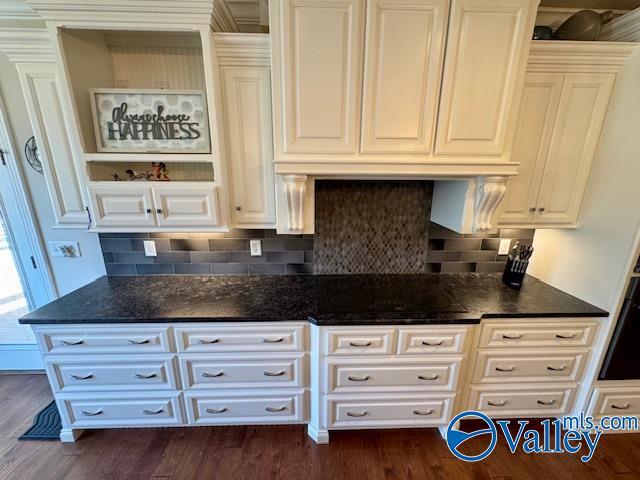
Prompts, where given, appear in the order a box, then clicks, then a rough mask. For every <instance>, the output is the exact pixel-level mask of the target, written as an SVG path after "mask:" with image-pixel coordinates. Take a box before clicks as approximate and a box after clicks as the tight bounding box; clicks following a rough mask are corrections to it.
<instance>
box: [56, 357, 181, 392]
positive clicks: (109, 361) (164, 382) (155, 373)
mask: <svg viewBox="0 0 640 480" xmlns="http://www.w3.org/2000/svg"><path fill="white" fill-rule="evenodd" d="M174 358H175V357H174V355H141V356H133V357H132V356H129V355H126V356H125V355H108V356H96V355H87V356H78V355H50V356H46V357H45V362H46V368H47V375H49V378H50V379H51V383H52V384H53V387H54V391H56V392H73V391H97V390H110V391H113V390H127V391H129V390H150V389H151V390H177V389H178V383H177V380H176V372H175V368H174V361H175V360H174Z"/></svg>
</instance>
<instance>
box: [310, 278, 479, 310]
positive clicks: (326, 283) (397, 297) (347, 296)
mask: <svg viewBox="0 0 640 480" xmlns="http://www.w3.org/2000/svg"><path fill="white" fill-rule="evenodd" d="M316 282H317V288H318V313H320V314H327V313H362V314H366V313H400V312H402V313H422V314H424V313H429V312H438V313H467V312H469V310H468V309H467V308H465V307H464V305H462V304H460V303H459V302H457V301H456V299H455V296H454V295H452V294H451V292H449V291H448V290H447V289H446V288H444V287H443V286H442V285H440V284H439V283H438V282H415V281H407V280H406V277H403V276H401V275H385V276H378V277H376V281H375V282H371V281H370V279H369V278H368V277H366V276H360V275H351V276H348V277H345V276H343V275H341V276H335V275H319V276H317V277H316Z"/></svg>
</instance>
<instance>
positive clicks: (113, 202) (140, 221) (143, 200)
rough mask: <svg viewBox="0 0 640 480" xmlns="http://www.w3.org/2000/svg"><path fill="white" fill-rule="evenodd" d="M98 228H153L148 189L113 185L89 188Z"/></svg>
mask: <svg viewBox="0 0 640 480" xmlns="http://www.w3.org/2000/svg"><path fill="white" fill-rule="evenodd" d="M89 193H90V196H91V204H92V207H93V214H94V217H95V222H96V226H98V227H153V226H155V224H156V220H155V218H156V217H155V213H154V212H153V201H152V200H151V188H150V187H149V185H140V186H138V185H131V184H129V183H127V184H120V183H116V182H113V183H112V184H109V185H92V186H90V187H89Z"/></svg>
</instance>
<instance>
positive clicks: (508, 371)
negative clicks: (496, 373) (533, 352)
mask: <svg viewBox="0 0 640 480" xmlns="http://www.w3.org/2000/svg"><path fill="white" fill-rule="evenodd" d="M515 369H516V367H506V368H505V367H496V370H497V371H498V372H513V371H514V370H515Z"/></svg>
• • • • •
**BRIEF**
Please set down every line of the listing verbatim, excluding its pictures.

**YOUR SOLUTION**
Prompts, where given, appear in the order a box, then clicks, then a rough mask. For every <instance>, the output is the exact pixel-level mask of the target, written as an SVG path after "mask:" with image-pixel coordinates. Take a box before clicks as approximate and a box after clicks as the tight bounding box; clicks following a rough mask are corrections to it.
<instance>
box: [56, 357, 181, 392]
positive clicks: (109, 361) (164, 382) (155, 373)
mask: <svg viewBox="0 0 640 480" xmlns="http://www.w3.org/2000/svg"><path fill="white" fill-rule="evenodd" d="M174 358H175V357H174V355H141V356H133V357H132V356H129V355H126V356H125V355H108V356H96V355H87V356H78V355H50V356H46V357H45V362H46V368H47V375H49V378H50V379H51V383H52V384H53V387H54V391H56V392H73V391H97V390H110V391H113V390H127V391H129V390H150V389H151V390H177V389H178V383H177V380H176V372H175V368H174V361H175V360H174Z"/></svg>
</instance>
<instance>
box: [310, 278, 479, 310]
positive clicks: (326, 283) (397, 297) (347, 296)
mask: <svg viewBox="0 0 640 480" xmlns="http://www.w3.org/2000/svg"><path fill="white" fill-rule="evenodd" d="M316 282H317V288H318V313H320V314H327V313H362V314H366V313H400V312H402V313H422V314H424V313H429V312H438V313H467V312H469V310H468V309H467V308H465V307H464V305H462V304H460V303H459V302H457V301H456V299H455V296H454V295H452V294H451V292H449V291H448V290H447V289H446V288H444V287H443V286H442V285H440V284H439V283H438V282H415V281H407V280H406V277H403V276H401V275H385V276H378V277H376V281H375V282H371V281H370V279H369V278H368V277H366V276H360V275H351V276H348V277H345V276H343V275H341V276H335V275H319V276H317V277H316Z"/></svg>
</instance>
<instance>
positive clicks: (113, 202) (140, 221) (143, 200)
rough mask: <svg viewBox="0 0 640 480" xmlns="http://www.w3.org/2000/svg"><path fill="white" fill-rule="evenodd" d="M98 228H153L148 189L113 185L89 188Z"/></svg>
mask: <svg viewBox="0 0 640 480" xmlns="http://www.w3.org/2000/svg"><path fill="white" fill-rule="evenodd" d="M89 193H90V196H91V204H92V207H93V214H94V217H95V222H96V226H98V227H153V226H155V224H156V220H155V218H156V217H155V213H154V212H153V201H152V200H151V188H150V187H149V185H140V186H138V185H131V184H129V183H127V184H120V183H116V182H113V183H112V184H109V185H92V186H90V187H89Z"/></svg>
</instance>
<instance>
positive clicks: (508, 371)
negative clicks: (496, 373) (533, 352)
mask: <svg viewBox="0 0 640 480" xmlns="http://www.w3.org/2000/svg"><path fill="white" fill-rule="evenodd" d="M515 369H516V367H506V368H505V367H496V370H497V371H498V372H513V371H514V370H515Z"/></svg>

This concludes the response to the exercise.